**Data supplied**:
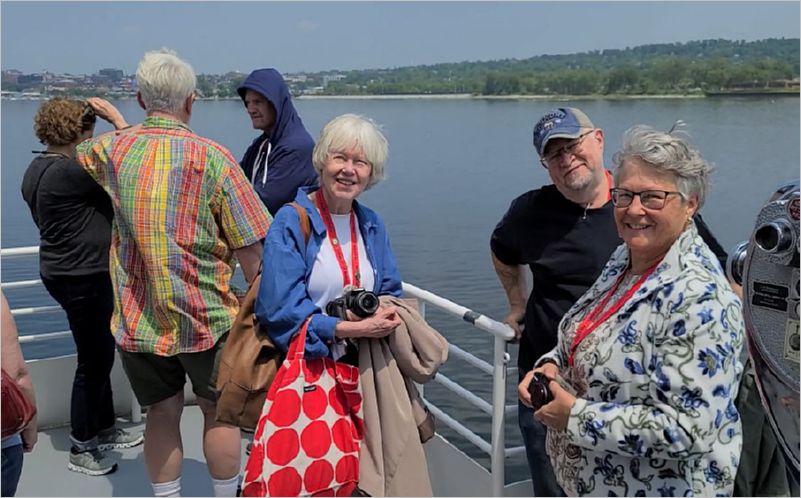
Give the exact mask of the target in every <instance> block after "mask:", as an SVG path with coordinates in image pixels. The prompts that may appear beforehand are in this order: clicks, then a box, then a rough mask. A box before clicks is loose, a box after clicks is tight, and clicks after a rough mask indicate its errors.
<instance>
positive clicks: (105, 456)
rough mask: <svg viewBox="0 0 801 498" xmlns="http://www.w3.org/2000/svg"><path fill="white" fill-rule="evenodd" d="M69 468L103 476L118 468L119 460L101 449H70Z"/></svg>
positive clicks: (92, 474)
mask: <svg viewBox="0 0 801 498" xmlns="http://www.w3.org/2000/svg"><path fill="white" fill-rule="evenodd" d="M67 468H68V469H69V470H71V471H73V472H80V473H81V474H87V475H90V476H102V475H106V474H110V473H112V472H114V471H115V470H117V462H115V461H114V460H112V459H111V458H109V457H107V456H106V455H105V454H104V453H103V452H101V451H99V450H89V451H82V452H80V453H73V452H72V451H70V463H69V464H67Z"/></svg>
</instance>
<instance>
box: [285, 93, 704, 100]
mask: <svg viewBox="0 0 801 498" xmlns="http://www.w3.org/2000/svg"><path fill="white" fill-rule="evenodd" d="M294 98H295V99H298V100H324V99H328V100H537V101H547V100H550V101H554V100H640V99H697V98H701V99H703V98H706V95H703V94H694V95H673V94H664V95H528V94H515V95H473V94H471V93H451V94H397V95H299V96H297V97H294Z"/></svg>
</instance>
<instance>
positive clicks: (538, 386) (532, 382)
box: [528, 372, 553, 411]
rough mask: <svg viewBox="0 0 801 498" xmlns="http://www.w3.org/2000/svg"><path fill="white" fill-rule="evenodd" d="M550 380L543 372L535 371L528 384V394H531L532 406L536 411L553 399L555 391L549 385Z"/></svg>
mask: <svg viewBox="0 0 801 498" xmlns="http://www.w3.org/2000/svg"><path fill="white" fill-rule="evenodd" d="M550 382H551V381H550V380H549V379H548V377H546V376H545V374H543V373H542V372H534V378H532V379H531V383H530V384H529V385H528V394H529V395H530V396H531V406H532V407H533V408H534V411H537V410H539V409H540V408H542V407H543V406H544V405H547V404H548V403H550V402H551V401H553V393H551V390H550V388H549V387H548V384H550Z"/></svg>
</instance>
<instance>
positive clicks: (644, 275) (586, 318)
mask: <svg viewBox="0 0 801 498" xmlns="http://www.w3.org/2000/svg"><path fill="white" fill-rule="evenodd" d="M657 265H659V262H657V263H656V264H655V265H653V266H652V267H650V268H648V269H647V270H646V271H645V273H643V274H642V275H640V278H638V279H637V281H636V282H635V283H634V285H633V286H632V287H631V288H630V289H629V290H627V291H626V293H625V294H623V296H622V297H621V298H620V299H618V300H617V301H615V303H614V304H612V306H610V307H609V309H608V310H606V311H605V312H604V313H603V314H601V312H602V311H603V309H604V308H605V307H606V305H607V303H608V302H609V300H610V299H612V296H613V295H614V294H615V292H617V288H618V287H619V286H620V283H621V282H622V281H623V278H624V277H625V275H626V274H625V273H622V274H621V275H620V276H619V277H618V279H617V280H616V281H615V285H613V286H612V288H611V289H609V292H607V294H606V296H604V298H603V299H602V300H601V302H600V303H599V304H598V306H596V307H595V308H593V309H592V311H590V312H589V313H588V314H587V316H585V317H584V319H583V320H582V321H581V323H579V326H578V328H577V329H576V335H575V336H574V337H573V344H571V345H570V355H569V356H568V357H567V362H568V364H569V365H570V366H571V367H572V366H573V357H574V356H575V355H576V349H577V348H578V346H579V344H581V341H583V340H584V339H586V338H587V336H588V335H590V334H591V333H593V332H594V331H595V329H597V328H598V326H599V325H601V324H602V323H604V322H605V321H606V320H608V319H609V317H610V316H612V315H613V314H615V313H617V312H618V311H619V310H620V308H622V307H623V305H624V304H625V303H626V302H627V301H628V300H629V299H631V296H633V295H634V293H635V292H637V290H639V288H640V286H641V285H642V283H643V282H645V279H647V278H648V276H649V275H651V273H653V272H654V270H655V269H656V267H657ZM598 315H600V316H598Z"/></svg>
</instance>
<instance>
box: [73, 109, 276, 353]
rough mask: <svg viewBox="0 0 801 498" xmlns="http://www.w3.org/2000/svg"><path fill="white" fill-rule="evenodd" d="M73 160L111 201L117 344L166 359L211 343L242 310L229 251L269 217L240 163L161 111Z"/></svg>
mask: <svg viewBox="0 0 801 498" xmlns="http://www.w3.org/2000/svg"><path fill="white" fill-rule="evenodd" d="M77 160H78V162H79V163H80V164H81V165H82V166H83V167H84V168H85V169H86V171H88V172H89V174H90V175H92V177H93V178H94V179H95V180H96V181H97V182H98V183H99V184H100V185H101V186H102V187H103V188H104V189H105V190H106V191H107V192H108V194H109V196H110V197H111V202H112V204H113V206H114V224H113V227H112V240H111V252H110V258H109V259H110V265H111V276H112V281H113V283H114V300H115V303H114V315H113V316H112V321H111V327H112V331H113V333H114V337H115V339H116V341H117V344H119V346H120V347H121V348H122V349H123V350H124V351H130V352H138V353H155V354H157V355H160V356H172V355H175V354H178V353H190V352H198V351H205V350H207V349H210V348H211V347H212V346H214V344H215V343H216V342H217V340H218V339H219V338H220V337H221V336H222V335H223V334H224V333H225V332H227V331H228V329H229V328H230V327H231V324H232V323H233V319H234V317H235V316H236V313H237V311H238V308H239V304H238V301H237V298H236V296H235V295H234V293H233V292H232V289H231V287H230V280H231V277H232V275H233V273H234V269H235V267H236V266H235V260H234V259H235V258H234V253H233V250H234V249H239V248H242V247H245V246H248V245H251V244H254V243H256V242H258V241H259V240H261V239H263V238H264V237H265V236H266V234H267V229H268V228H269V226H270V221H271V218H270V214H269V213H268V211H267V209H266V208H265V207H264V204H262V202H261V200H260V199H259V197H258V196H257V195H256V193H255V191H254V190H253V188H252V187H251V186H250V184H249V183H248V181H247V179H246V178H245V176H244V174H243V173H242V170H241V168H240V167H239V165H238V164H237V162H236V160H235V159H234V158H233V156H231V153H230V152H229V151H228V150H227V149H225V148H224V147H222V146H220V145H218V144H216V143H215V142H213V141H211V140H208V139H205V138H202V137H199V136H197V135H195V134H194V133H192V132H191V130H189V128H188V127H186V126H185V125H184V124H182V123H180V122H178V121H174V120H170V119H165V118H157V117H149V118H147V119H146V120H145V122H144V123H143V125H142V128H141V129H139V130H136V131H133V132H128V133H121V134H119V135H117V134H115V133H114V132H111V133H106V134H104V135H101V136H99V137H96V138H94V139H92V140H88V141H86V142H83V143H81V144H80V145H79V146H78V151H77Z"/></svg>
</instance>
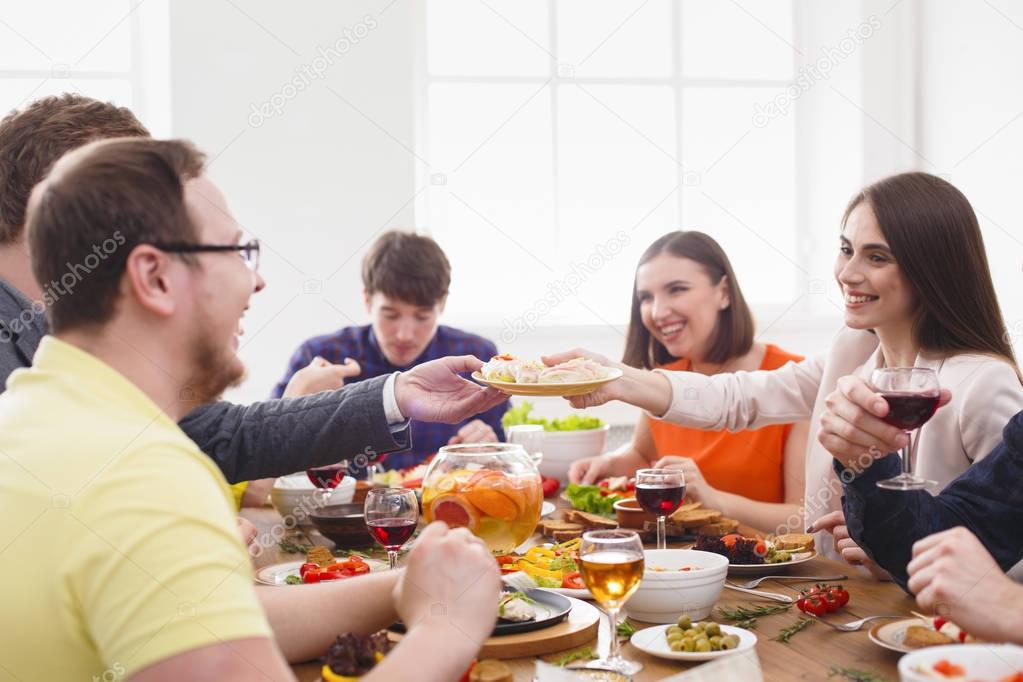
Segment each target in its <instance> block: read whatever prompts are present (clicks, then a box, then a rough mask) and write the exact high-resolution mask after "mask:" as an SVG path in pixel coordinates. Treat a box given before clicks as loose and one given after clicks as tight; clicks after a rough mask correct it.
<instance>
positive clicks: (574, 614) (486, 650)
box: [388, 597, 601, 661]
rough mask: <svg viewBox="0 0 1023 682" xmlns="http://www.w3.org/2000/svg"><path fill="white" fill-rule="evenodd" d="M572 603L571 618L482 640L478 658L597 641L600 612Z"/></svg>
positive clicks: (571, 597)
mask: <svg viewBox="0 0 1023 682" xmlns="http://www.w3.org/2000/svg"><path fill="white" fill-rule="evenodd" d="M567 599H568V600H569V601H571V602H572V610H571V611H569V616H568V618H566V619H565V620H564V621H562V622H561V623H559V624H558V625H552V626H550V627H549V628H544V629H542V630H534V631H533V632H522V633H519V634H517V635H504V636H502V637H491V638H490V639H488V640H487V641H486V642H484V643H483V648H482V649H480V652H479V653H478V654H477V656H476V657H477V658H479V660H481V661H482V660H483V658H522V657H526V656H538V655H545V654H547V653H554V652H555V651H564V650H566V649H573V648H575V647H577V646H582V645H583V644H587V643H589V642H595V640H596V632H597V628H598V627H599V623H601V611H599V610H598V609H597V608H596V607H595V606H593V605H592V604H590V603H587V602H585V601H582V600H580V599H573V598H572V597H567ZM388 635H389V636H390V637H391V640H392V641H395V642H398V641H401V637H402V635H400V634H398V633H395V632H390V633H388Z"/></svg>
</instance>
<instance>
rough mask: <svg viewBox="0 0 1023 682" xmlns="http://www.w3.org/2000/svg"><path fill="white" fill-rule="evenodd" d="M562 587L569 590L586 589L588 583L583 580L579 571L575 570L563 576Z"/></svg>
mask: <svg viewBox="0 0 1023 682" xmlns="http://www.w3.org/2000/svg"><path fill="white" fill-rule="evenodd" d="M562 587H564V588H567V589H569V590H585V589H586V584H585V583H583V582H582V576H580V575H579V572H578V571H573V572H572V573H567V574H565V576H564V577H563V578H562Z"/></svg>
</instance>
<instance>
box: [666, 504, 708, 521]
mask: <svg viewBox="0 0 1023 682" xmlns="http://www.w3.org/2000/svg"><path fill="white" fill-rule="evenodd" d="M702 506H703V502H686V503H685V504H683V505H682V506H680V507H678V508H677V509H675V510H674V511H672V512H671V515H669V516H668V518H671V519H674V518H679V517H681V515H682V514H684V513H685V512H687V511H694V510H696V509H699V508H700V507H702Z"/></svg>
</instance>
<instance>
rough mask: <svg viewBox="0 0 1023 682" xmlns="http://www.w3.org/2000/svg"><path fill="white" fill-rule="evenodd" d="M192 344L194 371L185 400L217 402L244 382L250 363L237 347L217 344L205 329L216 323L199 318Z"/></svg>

**Work request**: Only the lines from the beginning of the records through the line bearing "box: [528, 372, 553, 411]" belong in the answer, copied word for word with pictures left out.

**Answer to the problem**:
Give the exact mask of the target in every <instance> block after "mask:", as an SVG path with coordinates in image pixels. The prompts that may appear beforehand are in this order: clicks, then a box, then a rough mask. A box before clicks is loose, a box after clicks is tight, and clicks after a rough mask indicate its errors.
<instance>
positive clicks: (105, 456)
rough mask: <svg viewBox="0 0 801 498" xmlns="http://www.w3.org/2000/svg"><path fill="white" fill-rule="evenodd" d="M69 468L103 476L118 468L119 460L101 449H70Z"/></svg>
positive clicks: (92, 474)
mask: <svg viewBox="0 0 801 498" xmlns="http://www.w3.org/2000/svg"><path fill="white" fill-rule="evenodd" d="M67 468H68V469H69V470H71V471H73V472H80V473H81V474H87V475H90V476H102V475H106V474H110V473H112V472H114V471H115V470H117V462H115V461H114V460H112V459H111V458H109V457H107V456H106V455H105V454H104V453H103V452H101V451H99V450H89V451H82V452H80V453H73V452H72V451H70V463H69V464H67Z"/></svg>
</instance>
<instance>
box: [285, 93, 704, 100]
mask: <svg viewBox="0 0 801 498" xmlns="http://www.w3.org/2000/svg"><path fill="white" fill-rule="evenodd" d="M294 98H295V99H298V100H324V99H328V100H537V101H547V100H550V101H554V100H640V99H697V98H701V99H703V98H706V95H703V94H694V95H673V94H664V95H528V94H515V95H473V94H471V93H451V94H397V95H299V96H297V97H294Z"/></svg>
</instance>
<instance>
positive clicks: (538, 386) (532, 382)
box: [528, 372, 553, 411]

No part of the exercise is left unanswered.